### Records provided
|---|

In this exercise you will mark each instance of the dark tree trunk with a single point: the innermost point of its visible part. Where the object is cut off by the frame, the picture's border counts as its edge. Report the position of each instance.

|---|

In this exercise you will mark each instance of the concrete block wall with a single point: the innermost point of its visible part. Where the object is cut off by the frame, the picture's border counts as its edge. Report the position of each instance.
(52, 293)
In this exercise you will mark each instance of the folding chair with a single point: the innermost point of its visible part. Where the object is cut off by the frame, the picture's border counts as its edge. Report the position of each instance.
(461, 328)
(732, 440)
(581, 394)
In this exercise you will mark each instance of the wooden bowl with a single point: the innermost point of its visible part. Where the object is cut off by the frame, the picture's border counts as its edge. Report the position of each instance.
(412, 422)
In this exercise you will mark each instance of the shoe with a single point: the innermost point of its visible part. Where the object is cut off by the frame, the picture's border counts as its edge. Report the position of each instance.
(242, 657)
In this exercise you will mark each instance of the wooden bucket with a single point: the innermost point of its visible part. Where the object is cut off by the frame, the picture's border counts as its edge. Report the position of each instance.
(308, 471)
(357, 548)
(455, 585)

|---|

### Short exercise
Please count the lines in the listing above that contain the word "visible" and reply with that number alone.

### Task response
6